Position identification records
--
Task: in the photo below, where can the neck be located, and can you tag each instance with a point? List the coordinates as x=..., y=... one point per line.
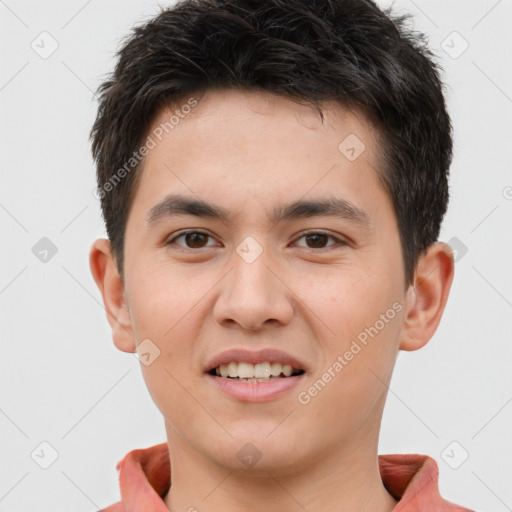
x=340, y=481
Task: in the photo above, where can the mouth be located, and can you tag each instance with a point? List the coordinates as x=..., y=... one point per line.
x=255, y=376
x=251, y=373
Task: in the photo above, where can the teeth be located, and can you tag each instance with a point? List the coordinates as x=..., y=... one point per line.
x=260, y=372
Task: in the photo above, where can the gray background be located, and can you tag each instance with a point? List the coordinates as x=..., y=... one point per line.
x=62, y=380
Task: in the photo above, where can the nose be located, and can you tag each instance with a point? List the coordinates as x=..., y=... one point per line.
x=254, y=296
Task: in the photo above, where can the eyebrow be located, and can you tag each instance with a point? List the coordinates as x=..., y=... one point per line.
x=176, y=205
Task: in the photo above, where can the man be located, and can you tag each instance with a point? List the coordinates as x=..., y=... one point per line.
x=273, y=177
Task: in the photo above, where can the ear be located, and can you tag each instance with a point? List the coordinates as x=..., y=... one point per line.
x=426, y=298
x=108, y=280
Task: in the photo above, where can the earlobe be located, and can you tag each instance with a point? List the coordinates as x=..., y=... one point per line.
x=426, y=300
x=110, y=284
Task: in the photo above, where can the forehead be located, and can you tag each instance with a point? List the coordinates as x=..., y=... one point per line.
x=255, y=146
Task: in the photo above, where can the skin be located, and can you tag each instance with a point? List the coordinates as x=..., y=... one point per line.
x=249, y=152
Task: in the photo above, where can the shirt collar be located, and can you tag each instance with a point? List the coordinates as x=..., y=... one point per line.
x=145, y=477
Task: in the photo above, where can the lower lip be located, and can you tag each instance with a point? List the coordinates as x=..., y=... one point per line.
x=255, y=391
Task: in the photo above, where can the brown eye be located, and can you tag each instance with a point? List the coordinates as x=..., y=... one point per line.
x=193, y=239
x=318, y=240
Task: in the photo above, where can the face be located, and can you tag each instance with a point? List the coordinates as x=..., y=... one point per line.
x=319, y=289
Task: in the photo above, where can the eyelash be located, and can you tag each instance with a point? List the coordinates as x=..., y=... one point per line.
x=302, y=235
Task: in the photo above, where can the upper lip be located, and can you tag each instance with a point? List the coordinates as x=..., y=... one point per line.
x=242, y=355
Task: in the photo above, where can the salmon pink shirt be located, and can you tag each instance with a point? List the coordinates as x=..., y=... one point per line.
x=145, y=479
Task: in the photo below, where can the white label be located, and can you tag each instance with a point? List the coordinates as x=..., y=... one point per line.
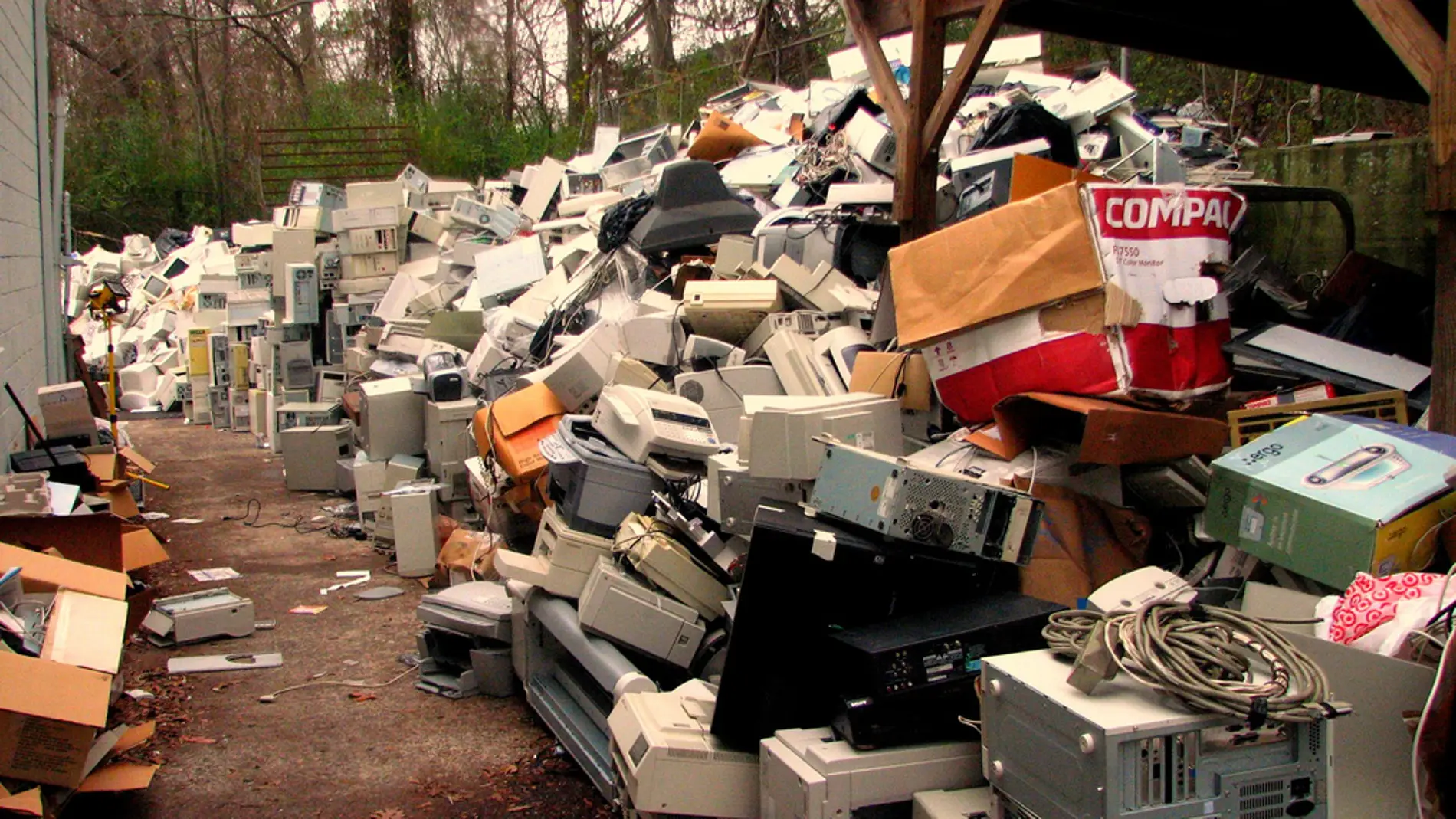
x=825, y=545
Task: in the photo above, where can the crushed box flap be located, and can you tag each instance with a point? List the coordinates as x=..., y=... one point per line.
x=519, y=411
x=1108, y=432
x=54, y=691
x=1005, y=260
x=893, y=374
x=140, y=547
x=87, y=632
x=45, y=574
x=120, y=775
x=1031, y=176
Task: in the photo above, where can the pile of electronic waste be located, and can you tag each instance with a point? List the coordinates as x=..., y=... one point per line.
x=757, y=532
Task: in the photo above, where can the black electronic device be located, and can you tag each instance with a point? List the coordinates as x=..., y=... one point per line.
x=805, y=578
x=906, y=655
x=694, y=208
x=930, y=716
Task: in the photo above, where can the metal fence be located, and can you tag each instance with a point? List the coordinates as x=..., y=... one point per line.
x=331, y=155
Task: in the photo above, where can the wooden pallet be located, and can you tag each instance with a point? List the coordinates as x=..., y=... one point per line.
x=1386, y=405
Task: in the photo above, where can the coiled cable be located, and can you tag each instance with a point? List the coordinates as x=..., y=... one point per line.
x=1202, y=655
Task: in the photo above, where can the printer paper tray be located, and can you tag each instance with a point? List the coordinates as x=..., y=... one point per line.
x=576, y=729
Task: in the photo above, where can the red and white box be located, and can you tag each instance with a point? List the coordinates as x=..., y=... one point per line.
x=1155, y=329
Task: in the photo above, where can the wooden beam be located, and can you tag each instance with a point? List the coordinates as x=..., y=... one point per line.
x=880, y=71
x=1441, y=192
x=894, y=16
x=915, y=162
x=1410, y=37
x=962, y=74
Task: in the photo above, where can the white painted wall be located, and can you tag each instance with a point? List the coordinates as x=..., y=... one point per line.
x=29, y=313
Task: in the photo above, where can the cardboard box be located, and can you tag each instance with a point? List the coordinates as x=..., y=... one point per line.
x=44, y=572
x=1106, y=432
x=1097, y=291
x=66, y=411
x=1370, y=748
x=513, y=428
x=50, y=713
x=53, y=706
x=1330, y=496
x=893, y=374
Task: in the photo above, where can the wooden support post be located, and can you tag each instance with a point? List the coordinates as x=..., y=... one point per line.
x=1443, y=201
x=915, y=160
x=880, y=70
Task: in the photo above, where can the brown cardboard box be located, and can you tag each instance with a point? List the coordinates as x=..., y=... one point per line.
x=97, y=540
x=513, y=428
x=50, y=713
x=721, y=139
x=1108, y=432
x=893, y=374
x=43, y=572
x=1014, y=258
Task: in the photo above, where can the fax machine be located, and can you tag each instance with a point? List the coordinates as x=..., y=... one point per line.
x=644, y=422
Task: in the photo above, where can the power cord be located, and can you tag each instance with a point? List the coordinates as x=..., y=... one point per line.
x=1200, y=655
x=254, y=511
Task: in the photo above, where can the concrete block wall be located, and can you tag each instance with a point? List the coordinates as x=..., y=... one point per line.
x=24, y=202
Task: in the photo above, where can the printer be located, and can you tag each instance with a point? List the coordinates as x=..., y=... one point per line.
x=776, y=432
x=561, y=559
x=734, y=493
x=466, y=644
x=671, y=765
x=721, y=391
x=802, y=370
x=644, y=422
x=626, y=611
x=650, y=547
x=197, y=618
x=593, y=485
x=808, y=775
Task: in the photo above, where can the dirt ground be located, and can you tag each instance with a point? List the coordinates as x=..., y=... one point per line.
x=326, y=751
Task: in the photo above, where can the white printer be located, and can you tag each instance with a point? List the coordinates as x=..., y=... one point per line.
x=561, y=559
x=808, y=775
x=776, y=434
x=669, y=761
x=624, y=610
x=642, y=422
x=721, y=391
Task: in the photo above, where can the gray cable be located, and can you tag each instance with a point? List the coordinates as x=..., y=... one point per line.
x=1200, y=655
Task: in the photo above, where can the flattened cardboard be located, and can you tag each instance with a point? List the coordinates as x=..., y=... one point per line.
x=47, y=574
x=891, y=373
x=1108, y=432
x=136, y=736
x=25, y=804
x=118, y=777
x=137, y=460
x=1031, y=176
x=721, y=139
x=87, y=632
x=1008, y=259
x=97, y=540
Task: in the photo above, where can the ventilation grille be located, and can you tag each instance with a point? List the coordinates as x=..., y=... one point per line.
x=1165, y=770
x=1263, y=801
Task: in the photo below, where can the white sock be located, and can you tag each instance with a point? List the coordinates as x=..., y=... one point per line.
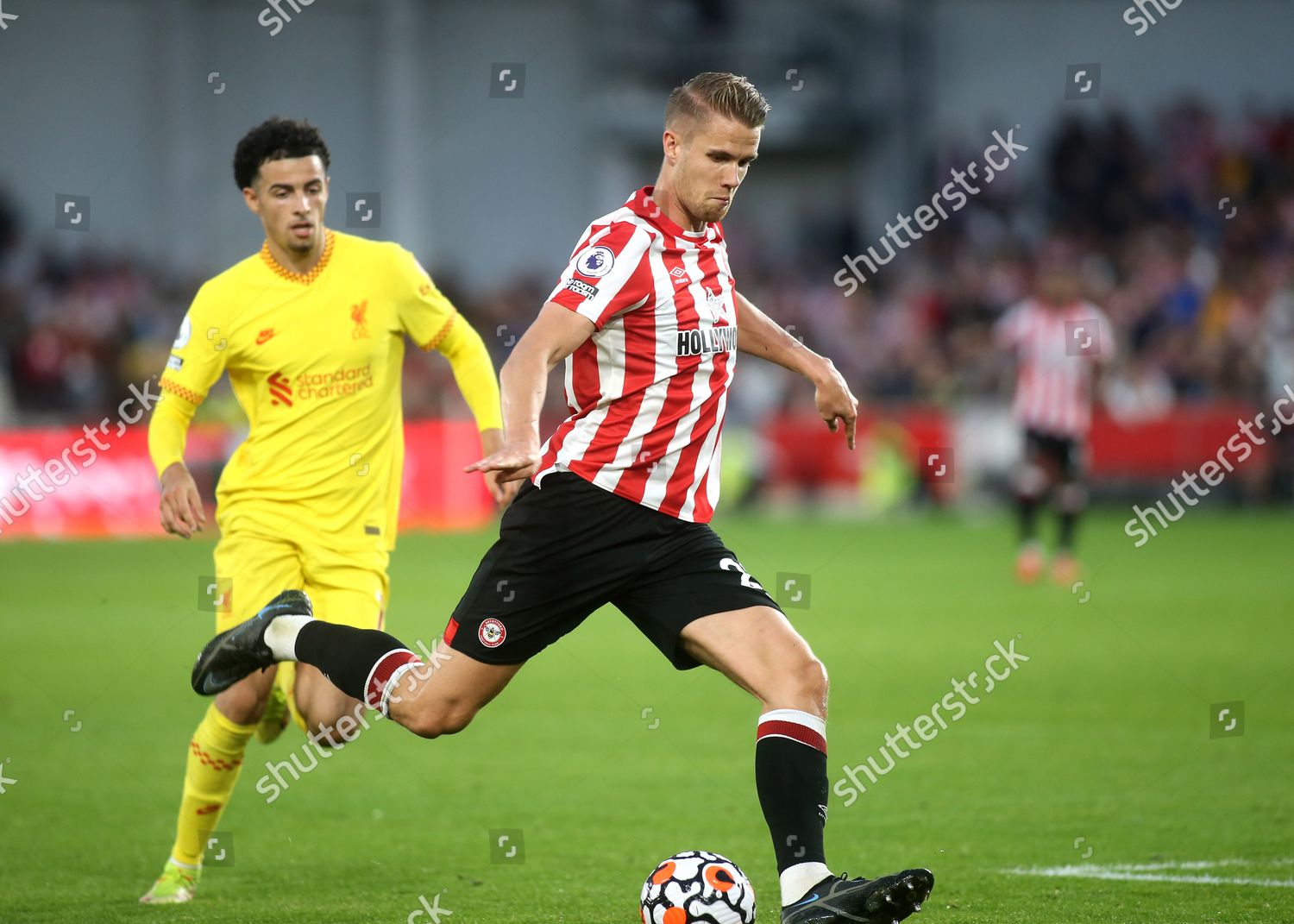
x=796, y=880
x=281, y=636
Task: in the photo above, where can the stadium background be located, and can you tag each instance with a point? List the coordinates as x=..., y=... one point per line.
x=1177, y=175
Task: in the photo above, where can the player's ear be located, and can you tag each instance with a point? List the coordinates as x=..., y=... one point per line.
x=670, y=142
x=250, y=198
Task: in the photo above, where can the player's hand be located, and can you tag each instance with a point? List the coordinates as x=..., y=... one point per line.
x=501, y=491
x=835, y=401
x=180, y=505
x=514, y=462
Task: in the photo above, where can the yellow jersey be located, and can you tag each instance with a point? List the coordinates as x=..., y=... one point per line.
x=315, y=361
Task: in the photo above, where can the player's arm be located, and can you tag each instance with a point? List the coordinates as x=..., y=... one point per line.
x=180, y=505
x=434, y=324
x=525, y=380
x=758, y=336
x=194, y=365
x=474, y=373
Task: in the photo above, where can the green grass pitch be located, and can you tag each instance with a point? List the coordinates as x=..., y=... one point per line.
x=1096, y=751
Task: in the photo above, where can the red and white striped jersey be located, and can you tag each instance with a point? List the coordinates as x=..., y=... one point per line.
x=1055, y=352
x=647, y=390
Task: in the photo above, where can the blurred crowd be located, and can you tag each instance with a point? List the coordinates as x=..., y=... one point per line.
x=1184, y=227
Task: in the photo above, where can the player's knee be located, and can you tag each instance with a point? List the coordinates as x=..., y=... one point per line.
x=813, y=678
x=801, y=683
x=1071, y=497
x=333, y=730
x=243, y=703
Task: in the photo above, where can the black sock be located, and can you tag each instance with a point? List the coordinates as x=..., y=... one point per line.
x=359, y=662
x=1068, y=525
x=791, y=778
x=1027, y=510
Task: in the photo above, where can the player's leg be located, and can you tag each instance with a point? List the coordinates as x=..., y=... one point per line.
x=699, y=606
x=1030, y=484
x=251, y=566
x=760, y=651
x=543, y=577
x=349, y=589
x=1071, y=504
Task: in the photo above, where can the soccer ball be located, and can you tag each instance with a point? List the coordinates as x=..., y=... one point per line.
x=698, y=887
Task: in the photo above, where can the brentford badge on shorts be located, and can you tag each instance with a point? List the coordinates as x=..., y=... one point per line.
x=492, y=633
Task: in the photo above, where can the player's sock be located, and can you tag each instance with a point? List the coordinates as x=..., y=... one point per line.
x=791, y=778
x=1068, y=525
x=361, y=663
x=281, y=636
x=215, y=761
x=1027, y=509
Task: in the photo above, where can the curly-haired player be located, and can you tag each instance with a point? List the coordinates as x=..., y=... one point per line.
--
▶ _WORK REQUIRED_:
In the entries above, find the line containing "Task: in the photo above, where can the soccer". Set down that line and every line after it through the last one, exactly and alone.

▶ _REPLY TO THE TASK_:
Task: in the photo above, where can the soccer ball be located, and can you tag each instance with a point? List the coordinates as x=..., y=... one point per line.
x=698, y=887
Task: in the photo above, where can the brentford badge on shorts be located, and can you tag each instance with a point? List the coordinates as x=..., y=... one point per line.
x=492, y=633
Task: in the photo above, where can the player's sock be located, and can you tag each instance with a point? List the coordinates as x=..., y=... one point per line.
x=791, y=778
x=1068, y=525
x=361, y=663
x=281, y=636
x=215, y=761
x=1027, y=509
Task: in the photo above, where can the curly-haired player be located, and can you tag each instance with a point? List the coordinates as x=..., y=... one point per line.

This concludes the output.